Çalışma talimatları
A. Karacaahmet Türbesi yazısından, "Afyon’da Karacaahmet Türbesi’nin" sözlerinin geçtiği yerden başlayıp "bilgilen de bulunmaktadır." sözlerinden sonra biten bölümü harfi harfine aktarın.
B. Karacaahmet Türbesi yazısına göre aşağıdaki soruları yanıtlayın.
(i) Hasan Özpınar'ın yazısı hangi gazetede yer almıştır?
(ii) Karacaahmet Köyü hangi ilçeye bağlıdır?
(iii) Türbe bugünlerde ne sebeple gündeme oturmuştur?

Sayfa
***
Afyon’da Karacaahmet Türbesi
KARACAHMET ULU VELİ, AKILLANIR GELEN DELİ
Afyon’da Karacaahmet Türbesi en önemli ziyaret noktalarından birisidir.
Afyon’da Karacaahmet Türbesi’nin bir çok akıl hastalığına iyi geldiği bilinmektedir. Afyon’da Karacaahmet Türbesi ile ilgili efsanevi bilgiler bulunsa da ayakları yere basan bilgilen de bulunmaktadır.
Afyon’da Karacaahmet Türbesi ile ilglii en doyurucu bilgi kaynaklarından birisi gazeteniz Kocatepe’nin yazarlarından Hasan Özpınar’ın Kocatepe Gazetesi’nde yer alan yazısıdır.
Afyon’da Karacaahmet Türbesi ile iglili olarak Hasan Özpınar’ın güvenilir yazısını bilgilerinize sunuyoruz:
KARACAHMET ULU VELİ, AKILLANIR GELEN DELİ
Demiş atalarımız. Afyonkarahisar’ın İhsaniye İlçesi’ne bağlı Karacaahmet Köyü’nde bulunan türbe geçmişte birkaç kez olduğu gibi bugünlerde de bir TV programı sebebiyle gündeme oturdu.
***
İşaretleme veri kümesi kayıtları:
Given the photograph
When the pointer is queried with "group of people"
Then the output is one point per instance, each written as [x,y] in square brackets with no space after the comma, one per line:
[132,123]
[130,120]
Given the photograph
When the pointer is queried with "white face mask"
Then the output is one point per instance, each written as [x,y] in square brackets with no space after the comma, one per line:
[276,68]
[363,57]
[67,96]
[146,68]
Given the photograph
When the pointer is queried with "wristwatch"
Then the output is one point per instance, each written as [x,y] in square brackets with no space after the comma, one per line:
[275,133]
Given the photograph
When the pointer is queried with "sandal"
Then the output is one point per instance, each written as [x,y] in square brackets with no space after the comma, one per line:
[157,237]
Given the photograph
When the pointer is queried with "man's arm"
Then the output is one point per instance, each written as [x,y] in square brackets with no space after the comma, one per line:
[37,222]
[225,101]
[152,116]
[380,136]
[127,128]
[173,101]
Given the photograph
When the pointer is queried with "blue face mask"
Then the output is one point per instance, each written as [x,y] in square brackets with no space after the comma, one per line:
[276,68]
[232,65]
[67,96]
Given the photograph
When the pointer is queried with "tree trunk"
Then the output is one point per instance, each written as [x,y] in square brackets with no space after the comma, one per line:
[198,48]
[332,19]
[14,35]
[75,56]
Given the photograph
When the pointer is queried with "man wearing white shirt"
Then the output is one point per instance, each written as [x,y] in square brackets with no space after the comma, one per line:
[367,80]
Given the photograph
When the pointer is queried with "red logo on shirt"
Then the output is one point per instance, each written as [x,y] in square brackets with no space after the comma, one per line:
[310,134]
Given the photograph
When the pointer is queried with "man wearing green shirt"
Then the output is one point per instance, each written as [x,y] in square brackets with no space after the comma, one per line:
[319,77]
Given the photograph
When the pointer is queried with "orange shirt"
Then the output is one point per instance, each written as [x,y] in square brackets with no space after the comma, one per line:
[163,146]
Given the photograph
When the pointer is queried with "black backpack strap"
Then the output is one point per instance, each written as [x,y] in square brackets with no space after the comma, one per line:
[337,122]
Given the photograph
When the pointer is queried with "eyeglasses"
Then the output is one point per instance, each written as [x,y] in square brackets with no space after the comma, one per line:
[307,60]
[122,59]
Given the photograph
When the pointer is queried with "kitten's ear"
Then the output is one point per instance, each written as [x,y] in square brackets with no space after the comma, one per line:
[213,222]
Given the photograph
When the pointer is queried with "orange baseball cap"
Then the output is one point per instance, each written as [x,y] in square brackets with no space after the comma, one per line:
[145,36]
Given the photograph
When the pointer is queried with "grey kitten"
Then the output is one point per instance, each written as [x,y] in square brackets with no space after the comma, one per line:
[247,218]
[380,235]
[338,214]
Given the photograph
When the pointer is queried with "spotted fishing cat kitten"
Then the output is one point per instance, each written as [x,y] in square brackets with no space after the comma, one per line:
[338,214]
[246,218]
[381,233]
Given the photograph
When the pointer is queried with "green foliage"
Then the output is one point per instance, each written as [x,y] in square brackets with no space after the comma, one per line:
***
Sıralı sonuçlar
A.
Afyon’da Karacaahmet Türbesi’nin bir çok akıl hastalığına iyi geldiği bilinmektedir. Afyon’da Karacaahmet Türbesi ile ilgili efsanevi bilgiler bulunsa da ayakları yere basan bilgilen de bulunmaktadır.

B.
(i) Kocatepe Gazetesi'nde.
(ii) İhsaniye İlçesi'ne.
(iii) Bir TV programı sebebiyle.